High Mountain Guides / What we do / Mountaineering in Chamonix / Becoming An Alpinist

Becoming An Alpinist

Becoming an Alpinist Team On The Summit Of Pointe Lachenal (3613m), Chamonix After A Fine Ascent Of The North Face By A Series Of Fun & Technical Snow, Ice & Mixed Pitches.

On this progressive alpine training course we aim to tackle some of Chamonix's classic moderate alpine routes in a style that will offer you high quality mountaineering training along the way. This course is ideally suited to those with some existing rock climbing and winter mountaineering experience and who would like to develop these existing skills and become independent 'Alpinists'.

2018 Dates & Prices

Previous Course Reports

With a maximum ratio of 1 Mountain Guide to 3 students this course aims to deliver high quality practical training whilst tackling some interesting alpine terrain (up to C. AD-) and practicing new skills in a high alpine context along the way. Training & development is the emphasis of this course thus we generally won't be tackling long & hard Grande Courses...during the course....but hopefully in the future having done it!

Course Aims

  • Develop your existing mountaineering & rock climbing skill & experience with a view to progressing as an Alpinist
  • Spend 5 enjoyable days climbing, mountaineering & training around the Mont Blanc Massif
  • Visit a good variety of the classic mountain venues of the Chamonix Valley
  • Meet some other like minded alpine mountaineers
  • Have a fun & sociable week with 1 night spent in a high mountain hut

Below we have outlined both the alpine training elements and suggested alpine routes (up to around alpine grade PD+) for this course which will be led by a fully qualified IFMGA Mountain Guide

There are four cornerstones to Alpine Mountaineering which even good climbers experienced in smaller and non-glaciated hills may not be familiar with. These four themes will drive the content of the training throughout the week. They are:

  • Good 'movement skills' on all terrain from rough walking to steep climbing and from rock to mixed & ice
  • Always roping together members of the team on a snow covered glacier
  • Sticking to guide book time for the route - the need to be efficient and how to achieve this
  • An awareness of objective hazards and how to mitigate against them

Skills Covered During the Course

  • A refresher of crampon and ice axe skills, with an emphasis on secure but efficient progression
  • Ice climbing techniques with 1 and 2 tools
  • Secure and efficient movement skills on rock, ice and mixed ground.

◆ Given records:
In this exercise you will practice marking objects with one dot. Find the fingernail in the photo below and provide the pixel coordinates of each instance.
--
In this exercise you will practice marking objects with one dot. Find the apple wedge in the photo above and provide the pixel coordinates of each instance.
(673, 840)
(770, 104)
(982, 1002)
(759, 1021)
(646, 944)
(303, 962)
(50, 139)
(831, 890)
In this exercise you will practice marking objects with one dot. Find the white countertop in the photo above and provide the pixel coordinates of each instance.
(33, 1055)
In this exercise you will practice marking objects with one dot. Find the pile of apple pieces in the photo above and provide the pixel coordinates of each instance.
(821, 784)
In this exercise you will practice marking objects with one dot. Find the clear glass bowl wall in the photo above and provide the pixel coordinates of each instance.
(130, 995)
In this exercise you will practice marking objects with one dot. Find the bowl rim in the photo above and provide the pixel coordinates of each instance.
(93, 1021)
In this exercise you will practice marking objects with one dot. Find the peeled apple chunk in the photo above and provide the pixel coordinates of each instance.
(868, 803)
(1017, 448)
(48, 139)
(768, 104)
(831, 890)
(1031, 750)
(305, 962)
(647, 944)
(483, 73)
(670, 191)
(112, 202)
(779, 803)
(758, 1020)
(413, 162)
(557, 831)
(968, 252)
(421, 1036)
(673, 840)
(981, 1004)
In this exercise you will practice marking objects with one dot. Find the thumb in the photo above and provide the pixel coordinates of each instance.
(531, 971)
==
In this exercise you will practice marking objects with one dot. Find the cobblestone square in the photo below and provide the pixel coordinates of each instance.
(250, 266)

◆ Exercise instructions:
1. Write out the portion of the alpine course description between "There are four" and "and mixed ground.", inclusive.
2. Carry on the alpine course description from the point where it stops.

◆ Final answers:
1.
There are four cornerstones to Alpine Mountaineering which even good climbers experienced in smaller and non-glaciated hills may not be familiar with. These four themes will drive the content of the training throughout the week. They are:

  • Good 'movement skills' on all terrain from rough walking to steep climbing and from rock to mixed & ice
  • Always roping together members of the team on a snow covered glacier
  • Sticking to guide book time for the route - the need to be efficient and how to achieve this
  • An awareness of objective hazards and how to mitigate against them

Skills Covered During the Course

  • A refresher of crampon and ice axe skills, with an emphasis on secure but efficient progression
  • Ice climbing techniques with 1 and 2 tools
  • Secure and efficient movement skills on rock, ice and mixed ground.

2.
  • Being swift yet secure and saving energy on long alpine routes
  • Glacier travel techniques
  • Managing the rope on alpine ridges
  • Multi Pitch Alpine Abseil Descents
  • Crevasse rescue techniques, keeping it simple and effective
  • Selecting appropriate equipment, light and effective
  • Using mountain huts
  • The use of alpine maps and guide books and selecting appropriate routes
  • Alpine navigation including altimeter, GPS and mobile phone applications

Course Programme - Sample Itinerary, (Flexible According to Weather, Conditions & Team Aspirations).

See some actual itineraries from previous courses below for more detail about the type of routes / areas / styles of climbing experienced during this great course.

  • Pre Course - Arrive in Chamonix, arrange any hire equipment. Check in to Hotel / campsite etc. Any previous time spent in the valley warming up / acclimatising / training will be beneficial but is not essential.
  • Day 1 - Easy / big boot scrambling & rock climbing in the Chamonix Valley. This is an important training day and gives the opportunity to start developing your alpine & rock movement skills & climbing rope work whilst sampling some of the superb alpine rock in the Aiguilles Rouges / middle mountains.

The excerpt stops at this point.